Provided data below:

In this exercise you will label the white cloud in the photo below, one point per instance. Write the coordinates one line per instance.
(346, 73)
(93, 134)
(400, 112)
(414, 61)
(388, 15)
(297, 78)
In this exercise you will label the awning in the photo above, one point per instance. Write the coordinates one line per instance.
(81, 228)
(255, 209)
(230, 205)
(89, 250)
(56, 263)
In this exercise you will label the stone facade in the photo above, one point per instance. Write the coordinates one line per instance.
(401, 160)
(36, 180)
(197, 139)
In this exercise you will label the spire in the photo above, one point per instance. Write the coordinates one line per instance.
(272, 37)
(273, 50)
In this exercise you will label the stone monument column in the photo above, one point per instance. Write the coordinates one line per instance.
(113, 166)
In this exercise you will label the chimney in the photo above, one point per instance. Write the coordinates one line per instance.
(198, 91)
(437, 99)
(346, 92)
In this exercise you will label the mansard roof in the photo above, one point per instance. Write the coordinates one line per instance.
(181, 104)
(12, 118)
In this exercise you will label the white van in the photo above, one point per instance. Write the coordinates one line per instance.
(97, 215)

End of Provided data.

**Task**
Transcribe each record exactly as it is written above.

**Written response**
In this exercise you will label the white cloud in the photo below, one point per instance. Write the coordinates one line per instance.
(346, 73)
(93, 134)
(400, 112)
(414, 61)
(388, 15)
(297, 78)
In this exercise you will label the awning in the photo above, one point per instance. Write the coordinates one line per instance.
(81, 228)
(255, 209)
(230, 205)
(89, 250)
(56, 263)
In this exercise you will label the stone facade in the photo above, one point per instance. Write the coordinates one line per instance.
(401, 160)
(36, 180)
(197, 139)
In this exercise you will label the spire in the photo above, one point per instance. Write the coordinates one line per instance.
(272, 37)
(273, 50)
In this exercise you will label the stone monument column in the photo above, one point per instance. Write the coordinates one line per instance.
(113, 166)
In this exercise you will label the chimney in the photo above, one point per instance. Write the coordinates one line per instance.
(198, 91)
(437, 99)
(346, 92)
In this exercise you will label the mansard roof in the photo above, one point per instance. Write the coordinates one line per instance.
(181, 104)
(12, 118)
In this exercise you will label the white van in the photo above, one point per instance. Write the coordinates one line per instance.
(97, 215)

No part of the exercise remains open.